▶ **Problems**:
1. In the text about Karl-Heinz Grasser, what company did he work for after leaving politics following his dispute with Jörg Haider?
2. Reproduce verbatim the part of the text about Karl-Heinz Grasser that opens with the words containing "Early career" and closes with "and public relations.".
3. Proceed with the text about Karl-Heinz Grasser, continuing from where it stops.

▶ **Provided text**:
:::::
Karl-Heinz Grasser (born 2 January 1969) is a former Austrian politician (FPÖ at first and later associated with but never officially a member of the ÖVP), who held the office of Austrian Finance Minister from February 2000 to January 2007 as a member of the two subsequent governments of Wolfgang Schüssel. While at the time praised by many for consolidating Austria's budget, he has since then been known for his involvement in major corruption scandals. In 2020, Grasser was sentenced to 8 years in prison for corruption. For some time, he was also some kind of a jet set person after marrying Fiona Swarovski, the heir of the Swarovski crystal manufacturers in Tyrol, Austria.

Early career 
He was born in Klagenfurt, Carinthia, where he studied business administration at the University of Klagenfurt from 1988 to 1992. He soon joined the far right nationalist Austrian Freedom Party and became the second deputy governor of Carinthia in 1994, but after a dispute with his mentor, Jörg Haider, he left politics to work for Magna Europe as a vice president for human resources and public relations.

Minister of finance 
However, in 2000 he returned to politics, when a coalition was formed between the Austrian People's Party and the Freedom Party. At that time, he was the youngest minister of finance ever to hold office in Austria. When the coalition broke up in 2002, Grasser left his party, but after national elections in November and the reestablishment of the coalition under the lead of a strengthened People's Party, Grasser again became minister, this time being nominated by the People's Party.

Grasser remains a controversial figure. While supporters argue that he successfully consolidated Austria's budget deficit, critics see him as incompetent and an opportunist. Grasser's policies and philosophy as a finance minister suggest a neoliberal stance. He is a self-proclaimed follower of the Austrian School of economics. His immaculate appearance, his smooth-talking dynamism, and his yuppie antics have made him hugely popular with the public.
:::::
▶ **Records shown**:
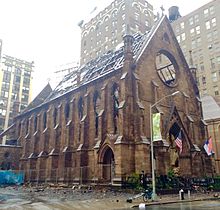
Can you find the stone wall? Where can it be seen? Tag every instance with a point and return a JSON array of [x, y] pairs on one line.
[[9, 157]]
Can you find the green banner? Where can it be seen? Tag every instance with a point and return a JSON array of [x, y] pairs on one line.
[[156, 127]]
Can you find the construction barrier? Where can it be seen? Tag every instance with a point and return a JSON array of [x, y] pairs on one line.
[[11, 177]]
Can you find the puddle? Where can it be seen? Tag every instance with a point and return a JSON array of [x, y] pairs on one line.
[[5, 197]]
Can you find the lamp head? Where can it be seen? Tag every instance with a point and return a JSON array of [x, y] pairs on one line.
[[174, 93]]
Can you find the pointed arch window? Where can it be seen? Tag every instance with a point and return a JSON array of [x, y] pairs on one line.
[[55, 113], [167, 68], [115, 95], [67, 112], [96, 104], [35, 123], [27, 126], [45, 120], [80, 108]]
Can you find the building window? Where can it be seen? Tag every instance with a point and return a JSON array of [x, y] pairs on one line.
[[166, 68], [192, 31], [196, 17], [55, 113], [191, 21], [198, 41], [45, 120], [18, 71], [214, 77], [197, 30], [27, 126], [35, 123], [193, 44], [3, 112], [206, 13], [202, 67], [218, 59], [213, 22], [177, 29], [123, 27], [17, 79], [182, 25], [207, 25], [114, 14], [211, 10], [136, 15], [212, 63], [147, 23], [123, 7], [203, 80], [209, 37], [97, 109], [178, 38], [7, 77], [80, 108], [215, 34], [216, 91], [115, 95], [183, 36], [67, 112], [123, 16]]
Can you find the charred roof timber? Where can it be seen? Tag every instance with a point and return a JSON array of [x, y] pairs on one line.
[[174, 13]]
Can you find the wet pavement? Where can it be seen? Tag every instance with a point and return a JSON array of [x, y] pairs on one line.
[[40, 198], [197, 205], [22, 198]]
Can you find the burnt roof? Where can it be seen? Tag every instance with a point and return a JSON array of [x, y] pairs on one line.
[[96, 68]]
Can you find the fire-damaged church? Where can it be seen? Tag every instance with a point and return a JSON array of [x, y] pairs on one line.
[[95, 125]]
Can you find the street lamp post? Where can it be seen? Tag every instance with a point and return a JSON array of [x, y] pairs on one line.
[[152, 145]]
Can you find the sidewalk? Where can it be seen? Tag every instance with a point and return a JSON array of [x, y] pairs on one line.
[[168, 199]]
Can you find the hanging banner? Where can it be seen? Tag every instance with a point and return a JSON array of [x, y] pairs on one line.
[[156, 127]]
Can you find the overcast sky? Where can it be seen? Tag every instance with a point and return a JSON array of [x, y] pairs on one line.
[[46, 31]]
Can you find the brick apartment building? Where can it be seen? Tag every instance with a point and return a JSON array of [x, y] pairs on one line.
[[95, 125]]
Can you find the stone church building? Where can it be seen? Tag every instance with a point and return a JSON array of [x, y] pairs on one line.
[[95, 125]]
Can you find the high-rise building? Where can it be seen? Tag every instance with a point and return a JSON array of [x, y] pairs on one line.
[[15, 88], [199, 32], [105, 31]]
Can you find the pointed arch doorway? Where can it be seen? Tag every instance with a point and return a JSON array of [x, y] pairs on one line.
[[174, 156], [108, 164]]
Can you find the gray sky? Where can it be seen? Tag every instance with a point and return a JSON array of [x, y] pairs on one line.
[[46, 31]]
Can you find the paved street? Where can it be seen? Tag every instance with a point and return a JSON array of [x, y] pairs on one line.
[[197, 205], [25, 198]]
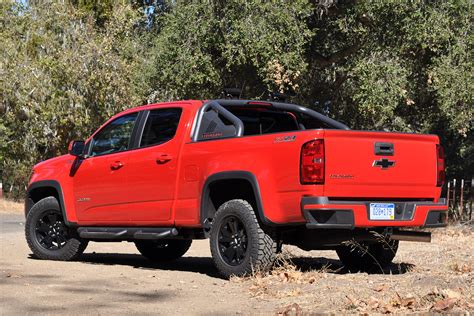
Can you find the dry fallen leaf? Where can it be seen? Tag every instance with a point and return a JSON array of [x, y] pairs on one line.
[[444, 305], [451, 294], [380, 288], [292, 309]]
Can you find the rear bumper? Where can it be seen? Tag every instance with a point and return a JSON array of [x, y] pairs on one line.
[[321, 212]]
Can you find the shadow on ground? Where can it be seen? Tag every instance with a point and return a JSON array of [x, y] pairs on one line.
[[205, 265]]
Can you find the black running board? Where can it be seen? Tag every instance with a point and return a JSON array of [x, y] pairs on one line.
[[126, 233]]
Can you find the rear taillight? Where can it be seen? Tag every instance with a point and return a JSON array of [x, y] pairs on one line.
[[312, 162], [441, 174]]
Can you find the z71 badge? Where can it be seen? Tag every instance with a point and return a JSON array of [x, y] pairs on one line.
[[284, 139]]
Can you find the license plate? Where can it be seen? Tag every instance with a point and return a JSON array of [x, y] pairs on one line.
[[382, 211]]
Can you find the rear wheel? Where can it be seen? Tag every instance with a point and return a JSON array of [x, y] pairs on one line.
[[366, 256], [238, 244], [47, 234], [163, 250]]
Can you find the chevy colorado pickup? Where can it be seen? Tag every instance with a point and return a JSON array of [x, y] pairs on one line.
[[249, 175]]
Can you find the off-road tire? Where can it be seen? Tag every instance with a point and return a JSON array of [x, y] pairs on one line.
[[73, 246], [163, 250], [367, 256], [261, 248]]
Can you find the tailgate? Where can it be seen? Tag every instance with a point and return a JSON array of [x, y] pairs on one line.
[[380, 165]]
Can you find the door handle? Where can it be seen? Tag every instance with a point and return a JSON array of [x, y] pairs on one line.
[[116, 165], [163, 158]]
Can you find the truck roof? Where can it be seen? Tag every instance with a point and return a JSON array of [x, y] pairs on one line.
[[196, 104]]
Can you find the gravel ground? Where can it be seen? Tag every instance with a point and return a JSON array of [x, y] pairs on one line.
[[114, 278]]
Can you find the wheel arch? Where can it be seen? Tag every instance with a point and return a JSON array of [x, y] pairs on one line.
[[42, 189], [216, 191]]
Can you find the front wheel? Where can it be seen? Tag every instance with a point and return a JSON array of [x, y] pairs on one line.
[[47, 234], [366, 256], [238, 244]]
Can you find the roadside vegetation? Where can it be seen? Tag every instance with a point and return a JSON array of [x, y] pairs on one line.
[[385, 65], [435, 278]]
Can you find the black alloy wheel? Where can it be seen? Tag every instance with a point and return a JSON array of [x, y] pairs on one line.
[[47, 234], [233, 241], [51, 233]]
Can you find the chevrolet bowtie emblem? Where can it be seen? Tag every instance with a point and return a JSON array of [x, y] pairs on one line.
[[383, 163]]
:::::
▶ **Results by task**:
1. Magna Europe, as vice president for human resources and public relations.

2.
Early career 
He was born in Klagenfurt, Carinthia, where he studied business administration at the University of Klagenfurt from 1988 to 1992. He soon joined the far right nationalist Austrian Freedom Party and became the second deputy governor of Carinthia in 1994, but after a dispute with his mentor, Jörg Haider, he left politics to work for Magna Europe as a vice president for human resources and public relations.

3.
During the early year of his tenure as Finance Minister, he was generally perceived as the young and competent figure needed to shake up the traditional ways of the ruling parties that were becoming increasingly unpopular. From early on in Grasser's tenure as Finance Minister there have been recurring suspicions of backroom deals between Grasser and some of his political and business friends. The first major case was the affair behind the financing of Grasser's personal homepage in 2004.

Corruption allegations 
Meanwhile, in January 2011, new and continuing investigations by Austrian district attorneys into suspicions of kickback schemes and backroom deals and, in certain cases, alleged manipulation of federal spending figures to syphon money to his allies have brought Grasser in front of the Austrian media once more. These reports have been spearheaded by the Vienna weekly Der Falter. More details on the allegations can be found on Wikipedia in German. Grasser maintains his innocence on all counts.

Regardless of the outcome of the large number of court cases filed by district attorneys against Grasser and by Grasser against individuals), it seems clear that his public image as the "new-and-squeaky-clean" politician of a new era has been tarnished once and for all. After Green MP Gabriela Moser and Falter published transcripts of police recordings of Grasser's telephone conversations with one of his friends, Walter Meischberger, in which Meischberger could not describe the services for which he was paid hundreds of thousands of euros by the Porr construction company, the phrase "Was war meine Leistung?" (What was my service [for that payment]?) entered popular usage. Falter arranged a public reading of the transcripts by a group of comedians.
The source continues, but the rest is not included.